Y diciembre es precisamente eso: recurrir a la nostalgia de las mejores cosas del pasado, reencontrarse y expresar gratitud a familiares y amigos.
Por eso siempre he creído que uno de los mejores remedios para las deficiencias del espíritu es inyectarse una dosis de hogar paterno, volver al nido cada cierto tiempo y si es en diciembre, mejor.
Ahora bien, si acaso a mis amigos decembrino-depresivos la Navidad no le basta, les sugiero que cuando despierten con la idea de que (como dice la canción) “el mundo fue y será una porquería ya lo sé”, piensen en dos cosas, para mí milagrosas en casos de depresión.
Una, que muchos padres de familias numerosas como la mía nunca tuvieron tiempo para quejarse por tristezas, arrepentimientos y sobre todo, pereza porque no terminaban de graduar a un bachiller cuando ya tenían que cambiar otro pañal.
____________________
• **Requisitos de tareas**
A - Indica si cada afirmación concuerda con el fragmento sobre diciembre, respondiendo sí o no y citando textualmente las palabras decisivas: (i) quien escribe considera que volver al hogar paterno es un remedio para las deficiencias del espíritu; (ii) los padres de familias numerosas tenían mucho tiempo para quejarse; (iii) se proponen tres cosas para los casos de depresión.
B - Escribe la continuación del fragmento sobre diciembre y la nostalgia a partir de su última oración.
El material no hace falta para resolver nada de lo que aquí se pide.

• **Material de origen**
____________________
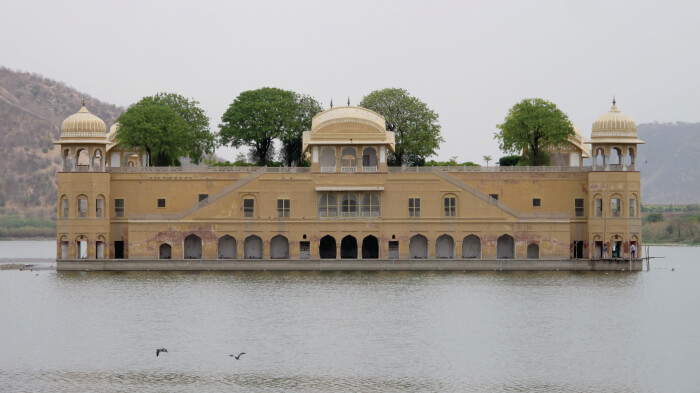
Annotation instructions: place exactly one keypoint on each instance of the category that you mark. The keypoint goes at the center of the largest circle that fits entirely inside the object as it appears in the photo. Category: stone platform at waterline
(351, 264)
____________________
• **Respuestas esperadas**
A -
(i) Sí: "uno de los mejores remedios para las deficiencias del espíritu es inyectarse una dosis de hogar paterno".
(ii) No: "nunca tuvieron tiempo para quejarse por tristezas, arrepentimientos y sobre todo, pereza".
(iii) No: "piensen en dos cosas, para mí milagrosas en casos de depresión".

B -
Y la otra, que hay muchísima gente pasándola realmente mal, que necesita a otra gente con ganas de vivir y no amargada, ermitaña y fatalista. Ese es uno de los misterios del comportamiento humano: hay quienes a pesar de tenerlo todo, sienten que la vida es una carga. De ahí la teoría del vaso lleno hasta la mitad.
Sin duda los decembrino-depresivos, los que ven el vaso medio vacío, necesitan una dosis de buenos recuerdos y si no la tienen deben buscarla porque, como lo dijo García Márquez, “la vida no es la que uno vivió sino la que recuerda y cómo la recuerda”.